* [ENTRIES SHOWN]
────────

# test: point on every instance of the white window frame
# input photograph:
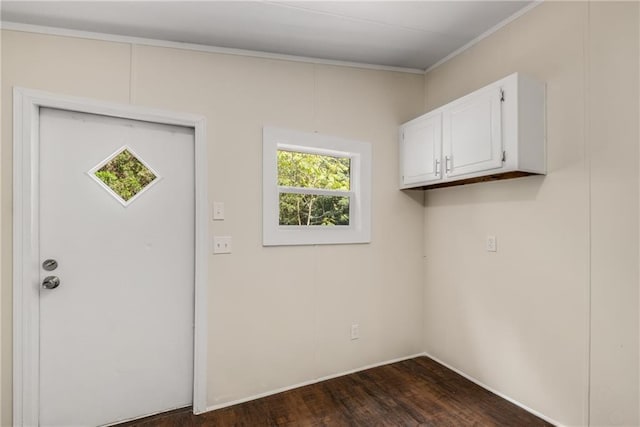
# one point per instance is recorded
(359, 228)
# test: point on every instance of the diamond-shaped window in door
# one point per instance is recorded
(124, 175)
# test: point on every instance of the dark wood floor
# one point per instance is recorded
(409, 393)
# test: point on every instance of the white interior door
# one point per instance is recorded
(421, 150)
(472, 133)
(116, 335)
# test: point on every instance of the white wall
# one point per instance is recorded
(277, 316)
(550, 320)
(555, 310)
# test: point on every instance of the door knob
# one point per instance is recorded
(51, 282)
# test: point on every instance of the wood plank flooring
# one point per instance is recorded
(416, 392)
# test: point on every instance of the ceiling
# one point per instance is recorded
(406, 34)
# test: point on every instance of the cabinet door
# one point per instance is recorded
(420, 150)
(472, 133)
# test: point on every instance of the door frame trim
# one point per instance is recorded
(26, 271)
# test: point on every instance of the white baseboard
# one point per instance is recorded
(305, 383)
(388, 362)
(497, 393)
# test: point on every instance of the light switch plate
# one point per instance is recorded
(221, 244)
(492, 244)
(218, 211)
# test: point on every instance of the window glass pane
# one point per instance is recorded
(311, 209)
(125, 175)
(313, 171)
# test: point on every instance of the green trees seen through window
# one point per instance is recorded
(125, 175)
(313, 171)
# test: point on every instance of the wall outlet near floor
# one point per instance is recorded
(355, 331)
(221, 244)
(492, 244)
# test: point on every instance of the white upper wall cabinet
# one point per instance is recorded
(496, 132)
(421, 150)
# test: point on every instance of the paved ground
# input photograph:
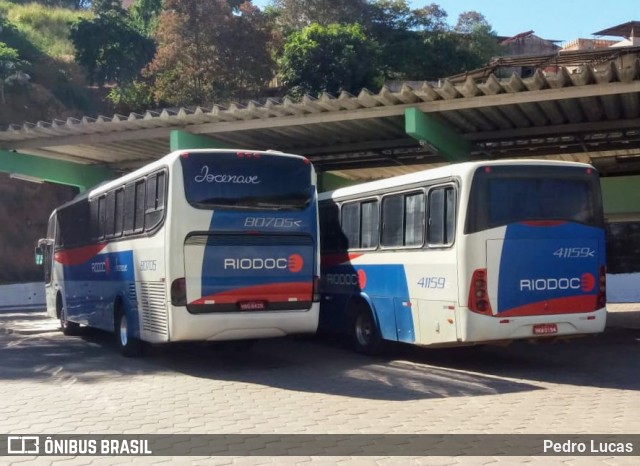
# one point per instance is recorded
(52, 384)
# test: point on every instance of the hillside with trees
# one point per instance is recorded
(70, 58)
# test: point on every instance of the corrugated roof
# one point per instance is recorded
(583, 115)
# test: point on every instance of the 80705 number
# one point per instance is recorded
(432, 282)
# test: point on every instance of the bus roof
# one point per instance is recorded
(168, 160)
(443, 172)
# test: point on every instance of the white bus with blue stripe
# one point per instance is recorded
(468, 253)
(201, 245)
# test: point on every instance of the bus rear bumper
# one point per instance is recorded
(482, 328)
(241, 326)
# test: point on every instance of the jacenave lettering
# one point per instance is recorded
(223, 178)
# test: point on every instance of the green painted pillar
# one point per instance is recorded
(329, 182)
(181, 140)
(449, 144)
(55, 171)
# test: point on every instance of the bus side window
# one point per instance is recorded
(441, 220)
(134, 208)
(330, 232)
(370, 225)
(403, 220)
(392, 221)
(154, 212)
(350, 221)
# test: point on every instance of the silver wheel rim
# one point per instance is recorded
(124, 335)
(364, 329)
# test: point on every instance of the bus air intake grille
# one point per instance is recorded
(153, 302)
(248, 240)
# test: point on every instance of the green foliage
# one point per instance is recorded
(10, 67)
(70, 4)
(133, 97)
(327, 59)
(110, 48)
(208, 51)
(44, 28)
(421, 45)
(144, 15)
(295, 15)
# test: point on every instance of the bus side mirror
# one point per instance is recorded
(39, 255)
(40, 249)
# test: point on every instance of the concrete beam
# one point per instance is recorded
(55, 171)
(181, 140)
(437, 135)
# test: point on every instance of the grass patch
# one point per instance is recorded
(46, 28)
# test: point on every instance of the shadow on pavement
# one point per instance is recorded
(608, 360)
(319, 365)
(297, 364)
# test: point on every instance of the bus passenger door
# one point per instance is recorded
(405, 325)
(44, 256)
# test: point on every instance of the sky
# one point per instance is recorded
(560, 20)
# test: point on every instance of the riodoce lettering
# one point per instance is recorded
(207, 177)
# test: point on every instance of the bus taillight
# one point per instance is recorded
(478, 294)
(179, 292)
(316, 289)
(602, 290)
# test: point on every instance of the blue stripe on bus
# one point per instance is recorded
(544, 263)
(111, 266)
(384, 286)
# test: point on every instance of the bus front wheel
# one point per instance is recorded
(129, 345)
(365, 335)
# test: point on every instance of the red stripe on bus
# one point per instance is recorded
(329, 260)
(278, 292)
(543, 223)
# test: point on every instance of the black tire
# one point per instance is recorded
(365, 335)
(67, 327)
(129, 346)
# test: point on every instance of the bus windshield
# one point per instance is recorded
(511, 194)
(247, 181)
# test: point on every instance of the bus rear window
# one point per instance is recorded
(501, 195)
(246, 181)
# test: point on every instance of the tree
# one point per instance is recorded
(298, 14)
(108, 46)
(9, 67)
(209, 50)
(72, 4)
(329, 58)
(144, 14)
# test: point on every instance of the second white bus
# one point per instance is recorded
(468, 253)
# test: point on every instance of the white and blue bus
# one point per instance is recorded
(475, 252)
(200, 245)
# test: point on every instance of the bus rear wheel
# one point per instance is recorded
(365, 335)
(129, 346)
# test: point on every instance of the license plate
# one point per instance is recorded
(252, 305)
(545, 329)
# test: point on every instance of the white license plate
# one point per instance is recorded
(545, 329)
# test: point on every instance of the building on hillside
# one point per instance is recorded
(527, 43)
(630, 33)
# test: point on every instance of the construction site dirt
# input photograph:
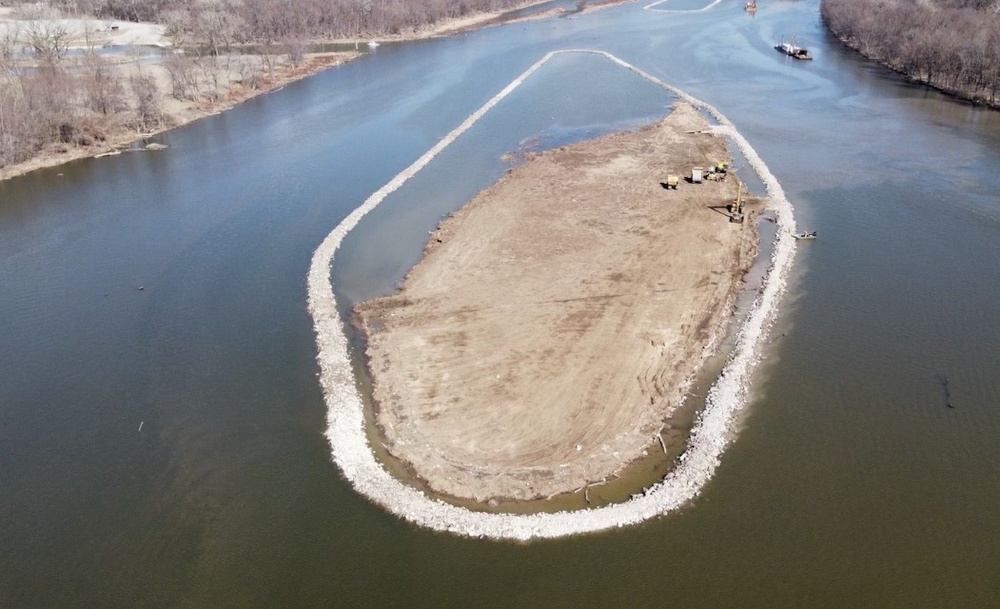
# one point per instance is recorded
(557, 320)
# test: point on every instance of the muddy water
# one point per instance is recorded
(851, 484)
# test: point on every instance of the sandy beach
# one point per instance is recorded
(556, 319)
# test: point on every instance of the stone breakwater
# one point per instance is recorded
(711, 434)
(650, 7)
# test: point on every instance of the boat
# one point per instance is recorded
(792, 50)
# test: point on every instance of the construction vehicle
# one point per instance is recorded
(736, 209)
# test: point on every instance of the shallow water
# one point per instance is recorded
(851, 483)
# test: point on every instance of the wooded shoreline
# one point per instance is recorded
(952, 46)
(63, 109)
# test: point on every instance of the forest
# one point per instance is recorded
(52, 99)
(240, 21)
(952, 45)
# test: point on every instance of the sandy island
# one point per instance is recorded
(556, 320)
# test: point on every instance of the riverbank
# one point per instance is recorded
(249, 78)
(556, 321)
(959, 59)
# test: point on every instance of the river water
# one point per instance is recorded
(161, 424)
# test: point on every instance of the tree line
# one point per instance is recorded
(243, 21)
(953, 45)
(50, 98)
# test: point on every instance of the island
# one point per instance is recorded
(558, 319)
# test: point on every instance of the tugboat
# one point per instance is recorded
(792, 50)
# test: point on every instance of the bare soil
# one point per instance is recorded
(556, 320)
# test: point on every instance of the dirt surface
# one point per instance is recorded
(555, 320)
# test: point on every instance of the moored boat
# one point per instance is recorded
(792, 50)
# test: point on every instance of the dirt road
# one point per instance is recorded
(555, 320)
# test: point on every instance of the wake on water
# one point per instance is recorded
(712, 432)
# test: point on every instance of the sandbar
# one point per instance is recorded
(556, 321)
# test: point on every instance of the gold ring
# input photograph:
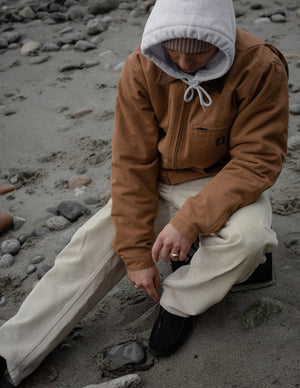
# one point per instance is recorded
(174, 255)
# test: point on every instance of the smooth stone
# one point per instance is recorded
(278, 18)
(295, 109)
(95, 26)
(11, 246)
(6, 221)
(18, 222)
(24, 237)
(27, 13)
(79, 181)
(72, 210)
(43, 270)
(7, 188)
(127, 353)
(30, 48)
(83, 45)
(57, 223)
(262, 20)
(100, 7)
(40, 231)
(31, 269)
(261, 311)
(127, 381)
(7, 261)
(39, 59)
(66, 236)
(49, 47)
(37, 258)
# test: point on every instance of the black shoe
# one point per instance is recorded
(168, 333)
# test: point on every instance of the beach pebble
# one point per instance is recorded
(7, 188)
(6, 220)
(127, 353)
(278, 18)
(83, 45)
(57, 223)
(11, 246)
(39, 59)
(37, 258)
(66, 236)
(43, 270)
(18, 222)
(127, 381)
(295, 109)
(261, 311)
(30, 48)
(72, 210)
(7, 261)
(30, 269)
(95, 26)
(79, 181)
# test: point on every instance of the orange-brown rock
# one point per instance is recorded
(79, 181)
(6, 188)
(6, 221)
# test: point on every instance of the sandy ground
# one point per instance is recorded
(220, 352)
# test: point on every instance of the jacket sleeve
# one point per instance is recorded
(258, 143)
(134, 169)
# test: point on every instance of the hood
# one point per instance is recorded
(210, 20)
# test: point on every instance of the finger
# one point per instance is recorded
(156, 249)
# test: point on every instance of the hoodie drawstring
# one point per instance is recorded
(202, 93)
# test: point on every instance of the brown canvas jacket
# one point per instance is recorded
(241, 139)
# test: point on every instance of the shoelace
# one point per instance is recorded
(202, 93)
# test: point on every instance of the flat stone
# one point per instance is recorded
(7, 188)
(37, 258)
(57, 223)
(261, 311)
(127, 353)
(6, 220)
(127, 381)
(79, 181)
(11, 246)
(6, 261)
(72, 210)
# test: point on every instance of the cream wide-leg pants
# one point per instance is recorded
(88, 268)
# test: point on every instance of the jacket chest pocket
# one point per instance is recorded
(207, 145)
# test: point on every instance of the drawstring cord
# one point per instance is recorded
(202, 93)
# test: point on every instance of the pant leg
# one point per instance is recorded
(83, 273)
(223, 258)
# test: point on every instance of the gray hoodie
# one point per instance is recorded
(210, 20)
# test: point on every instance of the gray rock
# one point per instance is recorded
(30, 269)
(66, 236)
(57, 223)
(83, 45)
(295, 109)
(49, 47)
(37, 258)
(72, 210)
(261, 311)
(100, 7)
(39, 59)
(127, 353)
(18, 222)
(95, 26)
(10, 246)
(278, 18)
(43, 270)
(6, 261)
(127, 381)
(74, 13)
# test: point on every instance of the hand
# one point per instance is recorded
(147, 280)
(170, 240)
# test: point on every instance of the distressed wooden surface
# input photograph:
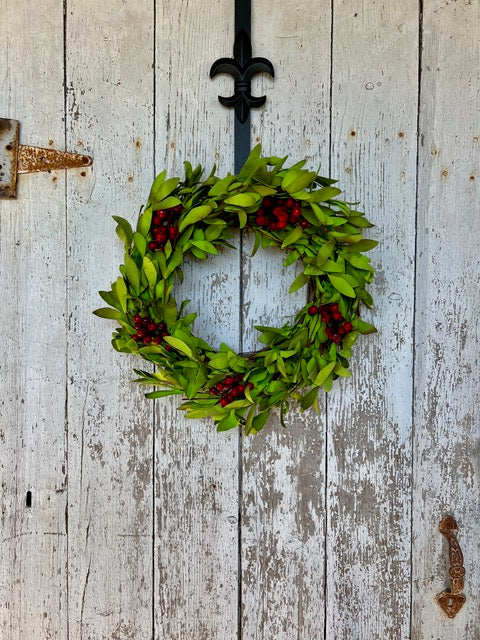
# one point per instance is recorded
(282, 488)
(110, 444)
(196, 472)
(145, 525)
(33, 550)
(446, 473)
(374, 98)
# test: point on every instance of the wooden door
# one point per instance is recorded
(139, 524)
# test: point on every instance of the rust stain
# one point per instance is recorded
(32, 159)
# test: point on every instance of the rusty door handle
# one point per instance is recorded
(451, 600)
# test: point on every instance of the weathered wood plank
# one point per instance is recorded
(374, 111)
(283, 523)
(196, 501)
(110, 95)
(33, 338)
(447, 428)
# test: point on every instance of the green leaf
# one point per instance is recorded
(293, 236)
(195, 215)
(242, 218)
(342, 285)
(144, 222)
(204, 245)
(106, 312)
(322, 195)
(324, 373)
(150, 271)
(259, 421)
(245, 200)
(120, 289)
(297, 180)
(126, 229)
(229, 422)
(362, 245)
(140, 243)
(180, 345)
(363, 327)
(300, 281)
(164, 189)
(221, 187)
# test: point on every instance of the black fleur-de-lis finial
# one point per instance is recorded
(242, 67)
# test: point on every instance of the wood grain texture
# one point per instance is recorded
(283, 523)
(110, 116)
(33, 340)
(374, 110)
(447, 381)
(196, 469)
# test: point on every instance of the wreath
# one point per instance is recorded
(290, 208)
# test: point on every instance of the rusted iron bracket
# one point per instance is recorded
(451, 600)
(17, 158)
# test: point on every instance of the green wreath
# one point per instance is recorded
(291, 208)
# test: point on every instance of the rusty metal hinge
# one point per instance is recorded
(17, 158)
(451, 600)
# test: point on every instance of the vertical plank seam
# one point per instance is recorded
(154, 412)
(415, 278)
(67, 327)
(325, 490)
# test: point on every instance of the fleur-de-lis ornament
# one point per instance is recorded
(242, 67)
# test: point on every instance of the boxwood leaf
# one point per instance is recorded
(194, 215)
(342, 285)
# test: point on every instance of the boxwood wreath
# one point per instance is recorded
(291, 208)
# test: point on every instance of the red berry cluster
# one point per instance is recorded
(164, 227)
(336, 325)
(230, 389)
(277, 213)
(150, 332)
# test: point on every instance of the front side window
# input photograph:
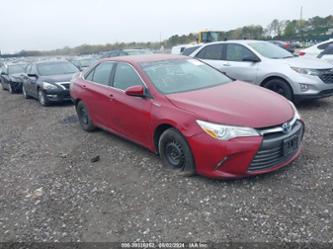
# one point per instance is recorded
(211, 52)
(56, 68)
(125, 76)
(102, 73)
(183, 75)
(269, 50)
(237, 52)
(14, 69)
(325, 45)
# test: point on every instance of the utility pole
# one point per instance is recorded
(301, 24)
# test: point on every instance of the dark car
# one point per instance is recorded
(12, 77)
(283, 44)
(83, 63)
(48, 81)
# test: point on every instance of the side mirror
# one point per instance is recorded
(137, 91)
(251, 59)
(32, 75)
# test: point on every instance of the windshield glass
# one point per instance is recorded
(173, 76)
(270, 50)
(18, 68)
(56, 68)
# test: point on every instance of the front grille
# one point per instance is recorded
(66, 85)
(271, 152)
(327, 78)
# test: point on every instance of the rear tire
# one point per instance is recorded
(281, 87)
(84, 117)
(175, 153)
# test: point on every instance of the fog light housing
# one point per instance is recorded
(304, 87)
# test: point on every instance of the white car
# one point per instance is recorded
(267, 65)
(327, 54)
(315, 50)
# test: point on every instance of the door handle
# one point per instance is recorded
(111, 97)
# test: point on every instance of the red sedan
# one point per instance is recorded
(197, 119)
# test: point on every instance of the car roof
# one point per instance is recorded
(49, 61)
(145, 58)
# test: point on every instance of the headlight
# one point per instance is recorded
(297, 116)
(226, 132)
(48, 86)
(307, 71)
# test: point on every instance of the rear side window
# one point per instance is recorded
(211, 52)
(237, 52)
(325, 45)
(125, 76)
(190, 50)
(102, 73)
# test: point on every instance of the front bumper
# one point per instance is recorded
(321, 94)
(243, 157)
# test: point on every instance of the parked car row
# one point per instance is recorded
(195, 111)
(270, 66)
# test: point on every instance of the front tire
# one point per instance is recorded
(84, 117)
(175, 153)
(42, 98)
(281, 87)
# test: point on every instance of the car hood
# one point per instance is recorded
(57, 78)
(312, 63)
(237, 103)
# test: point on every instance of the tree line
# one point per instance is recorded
(314, 29)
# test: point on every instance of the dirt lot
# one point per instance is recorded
(51, 191)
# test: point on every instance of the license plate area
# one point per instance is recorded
(290, 145)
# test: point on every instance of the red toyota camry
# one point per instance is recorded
(197, 119)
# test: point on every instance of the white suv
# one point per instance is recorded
(270, 66)
(315, 50)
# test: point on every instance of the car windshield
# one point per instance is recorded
(18, 68)
(56, 68)
(270, 50)
(182, 75)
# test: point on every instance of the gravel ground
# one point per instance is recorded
(51, 191)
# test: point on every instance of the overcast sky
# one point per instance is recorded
(50, 24)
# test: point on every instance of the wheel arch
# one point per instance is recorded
(159, 131)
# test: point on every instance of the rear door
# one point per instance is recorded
(96, 92)
(130, 115)
(213, 54)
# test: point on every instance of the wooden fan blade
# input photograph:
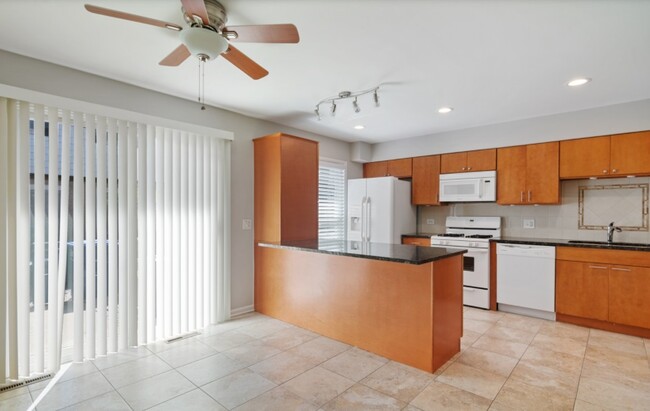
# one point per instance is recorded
(263, 33)
(244, 63)
(176, 57)
(132, 17)
(196, 8)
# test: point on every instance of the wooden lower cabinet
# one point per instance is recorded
(581, 289)
(426, 242)
(593, 290)
(629, 295)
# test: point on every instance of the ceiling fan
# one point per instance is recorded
(206, 35)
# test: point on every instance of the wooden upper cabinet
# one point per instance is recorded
(630, 154)
(528, 174)
(585, 157)
(629, 288)
(607, 156)
(400, 168)
(468, 161)
(425, 184)
(582, 289)
(286, 188)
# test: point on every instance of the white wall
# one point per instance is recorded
(619, 118)
(27, 73)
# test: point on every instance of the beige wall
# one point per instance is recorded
(30, 74)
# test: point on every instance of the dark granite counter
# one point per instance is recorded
(397, 253)
(574, 243)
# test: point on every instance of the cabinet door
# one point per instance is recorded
(400, 168)
(426, 180)
(542, 173)
(585, 157)
(630, 153)
(511, 175)
(629, 295)
(425, 242)
(375, 169)
(482, 160)
(453, 163)
(581, 289)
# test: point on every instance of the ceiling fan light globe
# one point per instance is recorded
(200, 41)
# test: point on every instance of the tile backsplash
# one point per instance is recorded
(551, 221)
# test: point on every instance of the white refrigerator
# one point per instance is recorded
(380, 210)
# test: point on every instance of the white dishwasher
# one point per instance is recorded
(526, 280)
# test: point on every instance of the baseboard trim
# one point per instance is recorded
(242, 310)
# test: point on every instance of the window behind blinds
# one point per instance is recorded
(331, 199)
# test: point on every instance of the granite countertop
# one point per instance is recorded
(398, 253)
(573, 243)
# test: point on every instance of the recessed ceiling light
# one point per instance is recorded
(578, 82)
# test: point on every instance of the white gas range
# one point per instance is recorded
(472, 234)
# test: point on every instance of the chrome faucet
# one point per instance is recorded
(610, 231)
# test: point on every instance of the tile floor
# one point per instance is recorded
(507, 362)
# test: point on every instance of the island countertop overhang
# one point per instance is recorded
(397, 253)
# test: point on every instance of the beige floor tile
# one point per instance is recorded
(209, 369)
(560, 344)
(283, 367)
(479, 382)
(477, 326)
(227, 340)
(611, 395)
(361, 398)
(109, 401)
(488, 361)
(318, 385)
(617, 342)
(511, 334)
(500, 346)
(278, 399)
(319, 349)
(398, 380)
(251, 353)
(193, 400)
(516, 395)
(237, 388)
(521, 322)
(483, 315)
(288, 338)
(558, 329)
(19, 402)
(439, 397)
(354, 364)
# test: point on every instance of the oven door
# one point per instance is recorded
(476, 266)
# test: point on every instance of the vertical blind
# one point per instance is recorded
(331, 199)
(112, 234)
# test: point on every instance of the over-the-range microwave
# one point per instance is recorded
(468, 187)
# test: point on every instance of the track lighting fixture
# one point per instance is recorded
(346, 95)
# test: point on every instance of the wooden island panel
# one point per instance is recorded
(408, 313)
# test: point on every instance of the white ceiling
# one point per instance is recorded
(493, 61)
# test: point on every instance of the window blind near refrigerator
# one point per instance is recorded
(130, 243)
(331, 199)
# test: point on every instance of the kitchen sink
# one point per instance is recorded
(606, 243)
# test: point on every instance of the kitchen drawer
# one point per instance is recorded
(476, 297)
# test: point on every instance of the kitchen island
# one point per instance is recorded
(403, 302)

────────

* [STATED EXERCISE]
Extract every line from the one containing "# test: point on every instance of the chrome" through the last line of the data, inclusive, exactly as written.

* [IN RESPONSE]
# test: point on every instance of the chrome faucet
# one point per instance is recorded
(610, 231)
# test: point on every instance of the tile floor
# one point per instance is recorded
(507, 362)
# test: point on every instance of the island countertop overhang
# one point per instance is recorded
(397, 253)
# test: point on every instance of the beige floor tile
# one point per instance is recorded
(209, 369)
(560, 344)
(283, 367)
(479, 382)
(477, 326)
(227, 340)
(611, 395)
(361, 398)
(109, 401)
(488, 361)
(318, 385)
(617, 342)
(511, 334)
(500, 346)
(278, 399)
(319, 349)
(398, 380)
(251, 353)
(193, 400)
(516, 395)
(237, 388)
(521, 322)
(483, 315)
(288, 338)
(558, 329)
(19, 402)
(439, 397)
(354, 364)
# test: point on every instance of the oven door
# one point per instance is recorded
(476, 266)
# test: point on every instance of the vertical blind
# one point per instance is recorded
(331, 199)
(112, 234)
# test: point on every instance of the over-the-range microwave
# one point per instance is recorded
(468, 187)
# test: point on every instance of the track lighting fixture
# one point per instance is recorded
(346, 95)
# test: point on every instance of the wooden island panel
# one point per instance is recorded
(408, 313)
# test: point on every instance of the white ceiling
# one point per instance is recorded
(493, 61)
# test: point on every instance of the window blind near refrigerator
# one point per instance is recorded
(130, 243)
(331, 199)
# test: point on every instance of the kitchen sink
# one point per instance is recorded
(606, 243)
# test: point on every instance of the kitchen drawer
# one point per instance is recorded
(476, 297)
# test: point on every instance of the kitchen island
# one point per instance is recorded
(403, 302)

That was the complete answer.